> **EXERCICE A**:
Répondez, s'il vous plaît, à ces questions sur le texte consacré à la réforme de la procédure d'appel :
(i) À quoi ces réformes successives sont-elles comparées ?
(ii) Jusqu'à combien de mois les délais pour conclure en procédure ordinaire pourront-ils s'étaler, et quelle est leur durée actuelle ?
(iii) Quel organisme souligne qu'« aucune disposition n'est introduite pour un audiencement rapide » ?
> **EXERCICE B**: Rédigez la suite du texte consacré à la réforme de la procédure d'appel, en commençant après sa dernière phrase.

> **EXTRAIT DE TEXTE**:
Une fois n’est pas coutume, un nouveau projet de décret portant réforme de la procédure d’appel essaie de répondre aux attentes d’une justice plus rapide et plus efficace.
Toutefois, non sans ironie, ce projet de décret prévoit, pour répondre à cet objectif, l’allongement des délais pour conclure dans le cadre du circuit classique de la procédure d’appel.
Les objectifs de célérité et d’efficacité de la procédure d’appel sont pourtant clairement ambitionnés depuis les décrets dits Magendie, rendant ces réformes successives comparables au rocher de Sisyphe.
Magendie affirmait en effet que le procès devait « être rapide sans être expéditif, compréhensible pour ceux qui demandent justice, loyal et correspondre à toutes les caractéristiques du procès équitable ».
Pourtant le projet de décret propose notamment l’allongement des délais pour conclure en procédure ordinaire, lesquels pourront s’étaler jusqu’à 14 mois au lieu de 9 mois actuellement, alors que, comme le souligne le Conseil national des Barreaux, « aucune disposition n’est introduite pour un audiencement rapide ».
Il est vraiment regrettable que le projet de décret ne prévoie pas d’accélérer les délais mais de les espacer.

Entrées d'un jeu de données de pointage
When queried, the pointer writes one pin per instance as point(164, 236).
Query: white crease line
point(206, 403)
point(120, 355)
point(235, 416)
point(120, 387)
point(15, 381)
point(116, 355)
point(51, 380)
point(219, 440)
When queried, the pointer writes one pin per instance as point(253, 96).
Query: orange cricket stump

> **RÉSULTAT FINAL A**:
(i) Au rocher de Sisyphe.
(ii) Jusqu'à 14 mois, contre 9 mois actuellement.
(iii) Le Conseil national des Barreaux.

> **RÉSULTAT FINAL B**:
Les avocats n’ont pas besoin de 14 mois pour conclure en appel alors que les justiciables, tout particulièrement les victimes corporelles dont l’enjeu du litige détermine tant le montant de la réparation intégrale qui leur reviendra pour compenser leur perte d’autonomie et financer leur projet de vie, que leur indépendance face aux compagnies d’assurance, ont un besoin crucial de célérité.
Alors à quel objectif répond dès lors l’allongement des délais ainsi nouvellement proposé ? Serait-ce pour duper de manière artificielle les statistiques du ministère de la justice permettant dire que les audiences de plaidoiries de nos Cours ne soient pas si éloignées du dépôt des derniers de jeux de conclusions ?
Certes la matière du dommage corporel bénéficie de l’exécution provisoire de droit mais la systématisation par les compagnies d’assurance de demandes tendant à voir écartée ou limitée l’exécution provisoire, amène souvent le justiciable à ne pas pouvoir disposer entièrement de ses fonds avant l’issue de la procédure d’appel.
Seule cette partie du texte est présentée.